EXERCISE OBJECTIVE
The entries below are to be repeated exactly, with the pictures left out.

--- START ---

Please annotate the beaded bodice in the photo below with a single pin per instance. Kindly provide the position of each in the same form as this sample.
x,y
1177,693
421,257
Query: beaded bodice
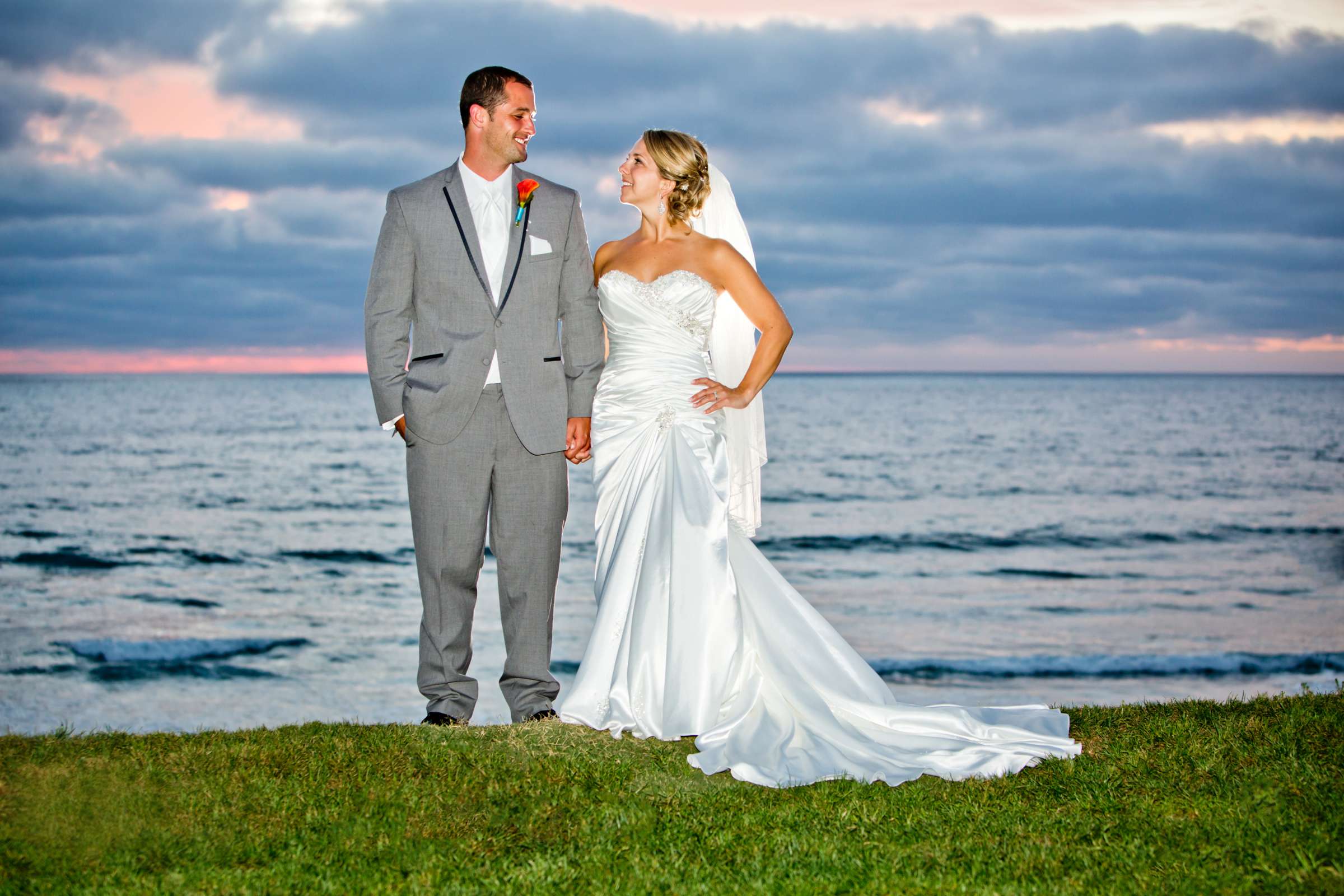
x,y
675,309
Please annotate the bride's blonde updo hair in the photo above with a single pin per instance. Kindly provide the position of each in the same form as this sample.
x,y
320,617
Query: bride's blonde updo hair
x,y
684,160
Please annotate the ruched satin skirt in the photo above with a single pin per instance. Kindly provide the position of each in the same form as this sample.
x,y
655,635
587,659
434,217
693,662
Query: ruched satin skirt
x,y
697,633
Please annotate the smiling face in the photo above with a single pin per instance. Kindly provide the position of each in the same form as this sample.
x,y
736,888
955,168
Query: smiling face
x,y
506,132
642,184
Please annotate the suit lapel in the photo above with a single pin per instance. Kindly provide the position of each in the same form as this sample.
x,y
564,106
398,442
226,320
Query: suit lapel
x,y
461,213
516,238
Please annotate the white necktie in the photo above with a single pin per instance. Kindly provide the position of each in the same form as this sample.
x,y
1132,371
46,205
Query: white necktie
x,y
494,234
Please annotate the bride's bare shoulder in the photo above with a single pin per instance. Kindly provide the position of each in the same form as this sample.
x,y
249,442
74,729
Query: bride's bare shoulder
x,y
606,254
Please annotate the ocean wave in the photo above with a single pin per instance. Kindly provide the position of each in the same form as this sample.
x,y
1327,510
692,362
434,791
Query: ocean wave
x,y
1116,665
1094,665
344,555
174,651
69,559
195,604
199,557
1039,538
178,668
42,671
1043,574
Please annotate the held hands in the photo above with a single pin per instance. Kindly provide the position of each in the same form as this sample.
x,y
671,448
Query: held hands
x,y
718,395
578,440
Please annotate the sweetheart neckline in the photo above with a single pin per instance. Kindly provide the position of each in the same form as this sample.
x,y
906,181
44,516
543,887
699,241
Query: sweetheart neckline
x,y
651,282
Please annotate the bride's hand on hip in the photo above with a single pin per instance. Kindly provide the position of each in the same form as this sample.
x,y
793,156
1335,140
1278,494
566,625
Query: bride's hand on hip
x,y
717,395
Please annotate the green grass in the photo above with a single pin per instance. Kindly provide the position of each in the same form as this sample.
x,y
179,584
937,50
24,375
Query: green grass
x,y
1187,797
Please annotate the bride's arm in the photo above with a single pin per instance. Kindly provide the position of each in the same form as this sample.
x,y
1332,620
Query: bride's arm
x,y
734,273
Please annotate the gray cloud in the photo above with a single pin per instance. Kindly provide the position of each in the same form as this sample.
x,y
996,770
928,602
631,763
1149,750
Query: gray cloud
x,y
1050,213
39,32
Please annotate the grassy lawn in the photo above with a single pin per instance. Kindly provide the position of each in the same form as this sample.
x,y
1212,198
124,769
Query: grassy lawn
x,y
1190,797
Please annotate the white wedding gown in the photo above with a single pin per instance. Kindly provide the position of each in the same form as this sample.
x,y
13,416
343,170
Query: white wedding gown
x,y
697,633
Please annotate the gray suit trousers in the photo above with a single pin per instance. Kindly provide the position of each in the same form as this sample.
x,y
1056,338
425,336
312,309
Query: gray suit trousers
x,y
486,472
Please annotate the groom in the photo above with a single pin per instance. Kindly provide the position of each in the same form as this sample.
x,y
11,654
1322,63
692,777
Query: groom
x,y
494,398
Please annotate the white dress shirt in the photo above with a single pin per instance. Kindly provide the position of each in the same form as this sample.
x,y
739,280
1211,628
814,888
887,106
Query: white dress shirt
x,y
489,204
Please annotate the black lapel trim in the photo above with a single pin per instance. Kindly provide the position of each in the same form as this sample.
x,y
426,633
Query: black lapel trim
x,y
518,262
463,234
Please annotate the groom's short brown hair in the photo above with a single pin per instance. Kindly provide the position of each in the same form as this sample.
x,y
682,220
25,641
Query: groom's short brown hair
x,y
484,88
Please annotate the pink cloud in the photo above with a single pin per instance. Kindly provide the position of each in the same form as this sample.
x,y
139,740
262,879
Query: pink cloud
x,y
1230,355
174,100
241,361
1084,354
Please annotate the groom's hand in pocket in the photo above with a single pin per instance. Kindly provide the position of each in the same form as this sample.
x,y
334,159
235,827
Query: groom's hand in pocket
x,y
578,440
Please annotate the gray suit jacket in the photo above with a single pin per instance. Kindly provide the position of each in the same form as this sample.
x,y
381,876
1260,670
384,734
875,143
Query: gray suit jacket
x,y
429,278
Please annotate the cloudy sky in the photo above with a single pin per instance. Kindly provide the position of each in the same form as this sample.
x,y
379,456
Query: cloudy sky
x,y
935,186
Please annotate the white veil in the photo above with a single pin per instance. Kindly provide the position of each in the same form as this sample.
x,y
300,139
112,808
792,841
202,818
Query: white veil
x,y
731,347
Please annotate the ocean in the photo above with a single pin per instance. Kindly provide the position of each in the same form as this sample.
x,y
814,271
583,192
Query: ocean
x,y
210,551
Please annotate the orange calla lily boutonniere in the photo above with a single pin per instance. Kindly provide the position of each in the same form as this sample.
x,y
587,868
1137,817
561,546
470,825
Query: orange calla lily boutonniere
x,y
525,195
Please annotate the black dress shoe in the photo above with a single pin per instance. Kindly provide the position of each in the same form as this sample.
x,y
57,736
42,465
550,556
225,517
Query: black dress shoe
x,y
441,719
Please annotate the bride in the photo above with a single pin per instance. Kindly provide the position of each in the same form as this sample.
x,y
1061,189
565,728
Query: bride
x,y
697,633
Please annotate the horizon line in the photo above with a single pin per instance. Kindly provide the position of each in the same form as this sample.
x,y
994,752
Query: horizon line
x,y
781,372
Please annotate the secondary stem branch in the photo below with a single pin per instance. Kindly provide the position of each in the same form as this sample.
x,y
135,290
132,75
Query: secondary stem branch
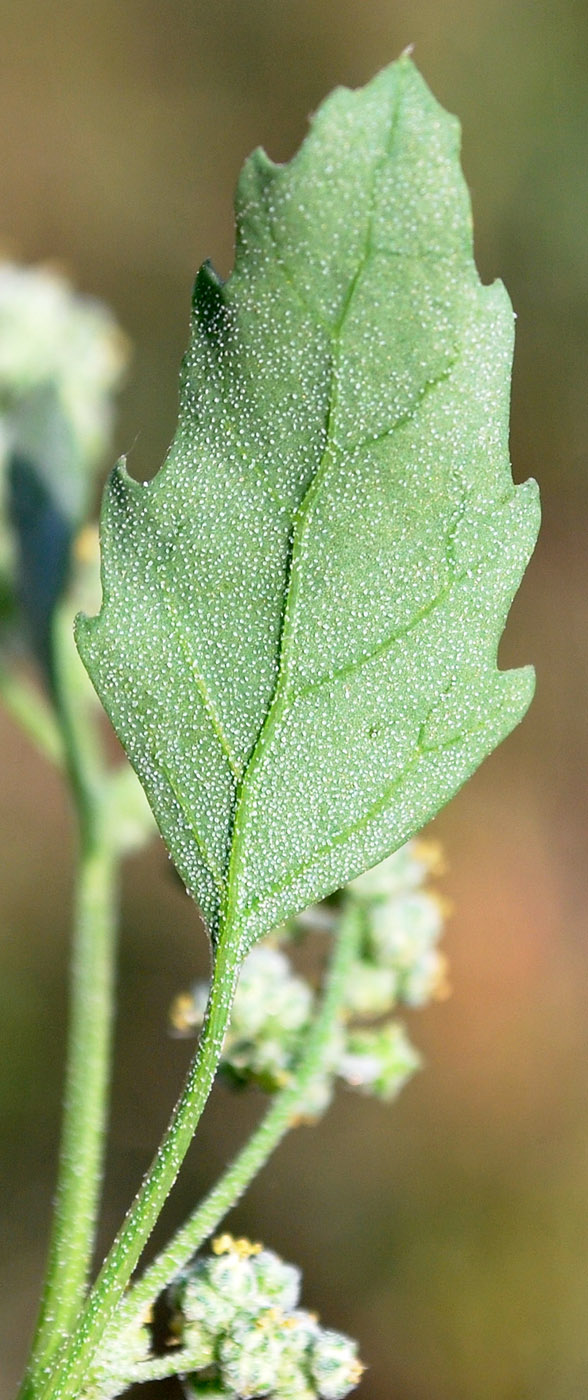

--- END ---

RESULT OF THE TASK
Please annotate the beaded bodice in the photo below with a single pin per instance. Kindly provide the position of each in the same form as this sample.
x,y
1177,693
421,257
Query: beaded bodice
x,y
675,309
Please annotate the bride's blonde updo hair in the photo above with a single pin per instance. Kindly provide the position of each in the same form as this sample.
x,y
320,617
Query: bride's blonde updo hair
x,y
684,160
Please annotate the ruched satin skirt in the photo above with a single pin per instance. Kindly provide the position of each in the same form as this sample.
x,y
655,635
587,659
434,217
693,662
Query: ruched satin skirt
x,y
697,633
Please annotate the smiling face in the photo above with a single pin per instance. Kindly provide the position of each in the same form as this sample.
x,y
736,888
955,168
Query: smiling face
x,y
506,132
642,184
Please annotate the suit lapel in the photo above with a single pin per instance. Kindly provide the position of each in the same form as this sample.
x,y
564,106
398,442
226,320
Query: suit lapel
x,y
461,213
516,238
Please annotate the white necktie in the photo above with a single pin per instance. Kindly provide the position of each in the same form as this sample.
x,y
1132,371
46,205
Query: white necktie
x,y
494,234
Please annotate the bride's bare shoulder in the photo above with a single pin per instance. Kindly provide the position of each in the same form as this sample.
x,y
249,442
74,729
Query: bride's bare shoulder
x,y
606,254
Please annotate the ocean wave in the photo above with a single pin per instance. Kindly provide the position of each in the same form as this sample.
x,y
1327,510
692,362
434,791
Query: ocean wave
x,y
1116,665
1094,665
344,555
174,651
69,559
195,604
199,557
1039,538
178,668
42,671
1043,574
Please annotate the held hands in the photo above with a single pin per instance. Kindly provide the position of each in the same form as this sample.
x,y
671,448
Query: held hands
x,y
718,395
578,440
Please annotate the sweetheart neckline in the photo above with a single pin per instance. Kindly provide the position of each in the same form as this sample.
x,y
906,181
44,516
543,887
699,241
Query: sweetheart neckline
x,y
651,282
Please annotate the bride's hand on hip in the photo above with a single pin per instance. Kindly provide the position of each in the same form as this sample.
x,y
793,156
1335,140
1278,494
566,625
Query: bride's hand on hip
x,y
717,395
Please annotate the green grass in the photo above with a single pin per instance. Kindly provide the position of each in the same form as this sample.
x,y
179,584
937,50
24,375
Query: green grass
x,y
1187,797
Please annotate the bride's arm in the photo above with a single pin per instance. Kindly provide the position of each in the same form as this sample.
x,y
1332,620
Query: bride's arm
x,y
734,273
Please annotate the gray cloud in the photo above with a single pin per instance. Kindly provide the position of each in the same form as this sample.
x,y
996,770
928,602
631,763
1149,750
Query: gray cloud
x,y
1050,213
39,32
Please annotate the grassy lawn in the photo above with a single pin per instance. Kindly provide the position of each in the same form as this sample.
x,y
1212,198
124,769
Query: grassy lawn
x,y
1190,797
Please annotate the white wedding gown in the photo above with a single pin per instance. Kindly provide the position of each in the same form as this sample.
x,y
13,416
343,170
Query: white wedding gown
x,y
697,633
Please annotate the gray suit trousers in the photo above with a single pin per instance. Kindly provide the position of each in the same form as this sample.
x,y
1056,338
425,336
312,309
Query: gray suit trousers
x,y
486,472
Please annotate the groom in the photo above with a single pin per instance. Kindly provide the position of each in the same form as this sample.
x,y
11,654
1322,63
692,777
Query: groom
x,y
494,398
Please annotate the white dress shirt in the photo above with a single pin per instance. Kindly provide the position of each in the same form as this sample.
x,y
739,280
1211,628
814,888
887,106
Query: white dress shirt
x,y
489,204
Please annotate the black lapel trim in the photo above with a single pin per instance. Kindly provide the position of each in the same form as this sample.
x,y
426,633
Query: black lapel trim
x,y
518,262
463,234
Please annotate the groom's short brown hair in the photo above with a single pin per instance. Kindly provide the position of each in the same form as this sample.
x,y
682,220
25,641
Query: groom's short brown hair
x,y
484,88
Please annotate the pink cloud in the photo above with a single pin per instance. Kindly provide the position of each in the same form as this sample.
x,y
139,740
262,879
Query: pink cloud
x,y
1230,355
174,100
241,361
1084,354
Please annotate the groom's hand in pocket in the photo above with a single pin per instance. Kindly provide the position of each in the same form as this sample.
x,y
334,159
235,827
Query: groom's hand in pocket
x,y
578,440
Please annotate the gray suit jacket in the photo above with a single pin per instance. Kindly provide the position of each in the same form as this sample.
x,y
381,876
1260,670
384,734
875,143
Query: gray suit jacket
x,y
429,278
Please annotate the cloudy sky in the photo above with a single pin per instance. Kindly provide the position of each in the same form as this sample.
x,y
379,456
Query: cloudy sky
x,y
935,186
Please annotate the white veil in the photo above with a single pin per instance. Kindly provide the position of each in the same form as this sample.
x,y
300,139
112,808
792,841
202,818
Query: white veil
x,y
731,347
Please annotate the ocean in the photo above with a single pin per instance. Kindly provide the position of each in the same form as this sample.
x,y
814,271
583,192
Query: ocean
x,y
210,551
Please annotate the orange calla lily boutonniere in the photo above with a single pin per instance. Kindly provide the position of each in the same form as this sample.
x,y
587,868
1137,817
561,546
470,825
Query: orange calla lily boutonniere
x,y
525,195
Please annotate the black dress shoe in the photo above with a single pin per instance. Kindly provide the position of each in the same form as this sample.
x,y
57,736
42,465
550,556
225,517
Query: black dress shoe
x,y
441,719
Please annotate the bride in the photo above with a single pin per instance. Kindly provide the position of each in the same form as this sample.
x,y
1061,189
565,728
Query: bride
x,y
697,633
Please annotate the horizon line in the photo above with a single pin per instance. Kindly provide the position of each in the same form as this sample.
x,y
994,752
Query: horizon line
x,y
781,372
Please annotate the secondary stem branch in the photo below with a single pin per instance. Kindly provide the position of each in the same form as this sample.
x,y
135,290
132,75
Query: secondary stem branch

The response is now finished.